--- SHORT PROBLEM ---
Please extract every line of the data below and reproduce each one unchanged, character for character.

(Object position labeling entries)
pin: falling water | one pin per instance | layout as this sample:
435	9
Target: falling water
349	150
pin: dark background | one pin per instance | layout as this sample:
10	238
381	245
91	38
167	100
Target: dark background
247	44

--- WRITTEN RESPONSE ---
pin: falling water | one pin per instance | layout as this sample:
435	9
Target: falling water
349	150
pin: dark background | one pin per instance | layout as this sample:
10	238
381	245
91	38
167	100
Target: dark background
247	44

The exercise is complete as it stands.